## Objective
Reproduce the material below verbatim, starting at the line that contains "Task: each instance of the stick" and stopping after the line that contains "[[89, 778], [91, 681], [90, 586]]", with both of those lines included.

## Provided material
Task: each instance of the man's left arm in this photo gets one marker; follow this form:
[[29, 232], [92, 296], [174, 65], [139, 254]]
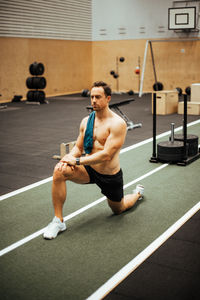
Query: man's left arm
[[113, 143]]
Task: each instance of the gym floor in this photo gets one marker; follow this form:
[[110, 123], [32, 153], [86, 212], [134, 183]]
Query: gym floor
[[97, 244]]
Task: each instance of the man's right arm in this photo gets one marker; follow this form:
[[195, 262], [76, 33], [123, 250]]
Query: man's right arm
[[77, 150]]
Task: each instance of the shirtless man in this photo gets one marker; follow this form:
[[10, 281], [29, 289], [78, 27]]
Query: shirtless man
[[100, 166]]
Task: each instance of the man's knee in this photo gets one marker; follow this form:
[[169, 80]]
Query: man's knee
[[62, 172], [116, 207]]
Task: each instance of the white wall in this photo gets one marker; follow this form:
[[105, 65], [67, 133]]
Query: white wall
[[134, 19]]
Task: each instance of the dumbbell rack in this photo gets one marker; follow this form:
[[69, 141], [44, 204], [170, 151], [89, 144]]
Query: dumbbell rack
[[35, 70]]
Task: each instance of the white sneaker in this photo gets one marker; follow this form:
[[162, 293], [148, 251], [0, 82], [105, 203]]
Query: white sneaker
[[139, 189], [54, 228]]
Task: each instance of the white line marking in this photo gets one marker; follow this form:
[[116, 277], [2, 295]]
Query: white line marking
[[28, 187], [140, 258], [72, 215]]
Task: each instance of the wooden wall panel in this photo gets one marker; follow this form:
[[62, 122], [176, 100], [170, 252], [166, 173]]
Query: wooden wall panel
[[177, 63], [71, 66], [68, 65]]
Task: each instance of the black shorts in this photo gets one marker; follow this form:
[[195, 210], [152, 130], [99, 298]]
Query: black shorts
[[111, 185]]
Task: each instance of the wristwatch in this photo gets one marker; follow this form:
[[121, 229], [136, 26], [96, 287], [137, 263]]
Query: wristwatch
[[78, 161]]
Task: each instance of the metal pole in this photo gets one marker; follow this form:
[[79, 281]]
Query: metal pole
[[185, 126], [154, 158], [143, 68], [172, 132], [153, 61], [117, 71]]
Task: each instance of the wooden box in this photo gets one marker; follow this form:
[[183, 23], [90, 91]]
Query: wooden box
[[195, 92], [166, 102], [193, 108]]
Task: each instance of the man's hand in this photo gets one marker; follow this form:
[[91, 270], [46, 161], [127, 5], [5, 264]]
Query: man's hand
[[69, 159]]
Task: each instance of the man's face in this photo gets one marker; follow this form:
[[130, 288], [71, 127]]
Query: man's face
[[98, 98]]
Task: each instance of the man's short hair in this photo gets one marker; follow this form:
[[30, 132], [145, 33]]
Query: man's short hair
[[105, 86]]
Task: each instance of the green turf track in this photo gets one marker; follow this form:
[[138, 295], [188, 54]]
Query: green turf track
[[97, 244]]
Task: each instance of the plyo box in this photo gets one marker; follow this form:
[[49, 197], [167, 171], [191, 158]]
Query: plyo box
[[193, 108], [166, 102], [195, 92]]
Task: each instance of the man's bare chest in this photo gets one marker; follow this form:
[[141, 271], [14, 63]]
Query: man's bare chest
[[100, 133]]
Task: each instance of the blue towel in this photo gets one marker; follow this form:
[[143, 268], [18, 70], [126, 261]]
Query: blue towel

==

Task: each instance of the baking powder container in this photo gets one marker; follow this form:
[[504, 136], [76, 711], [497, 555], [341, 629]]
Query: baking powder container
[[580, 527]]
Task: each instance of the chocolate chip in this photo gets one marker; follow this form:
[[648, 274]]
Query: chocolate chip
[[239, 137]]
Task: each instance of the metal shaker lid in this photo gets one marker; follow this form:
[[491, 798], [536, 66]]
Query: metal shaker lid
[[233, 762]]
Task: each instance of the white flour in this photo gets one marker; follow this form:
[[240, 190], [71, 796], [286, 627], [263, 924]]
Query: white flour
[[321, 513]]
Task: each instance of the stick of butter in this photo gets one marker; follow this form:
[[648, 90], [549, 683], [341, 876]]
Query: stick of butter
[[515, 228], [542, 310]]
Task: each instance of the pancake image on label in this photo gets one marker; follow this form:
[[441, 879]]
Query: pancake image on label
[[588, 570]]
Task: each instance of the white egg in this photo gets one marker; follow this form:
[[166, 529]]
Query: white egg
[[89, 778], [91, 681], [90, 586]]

## Exercise answer
Task: each instance of the stick of butter in this photo gets one marker; follow this form:
[[648, 90], [549, 683], [341, 876]]
Query: stick of butter
[[515, 228], [542, 310]]
Task: each instance of the pancake image on label in this photo gets one marker; follow this form:
[[441, 879]]
Query: pancake image on label
[[588, 570]]
Task: each instance of the white egg in this photo gets one marker; follow this form:
[[166, 529]]
Query: white egg
[[89, 778], [91, 681], [90, 586]]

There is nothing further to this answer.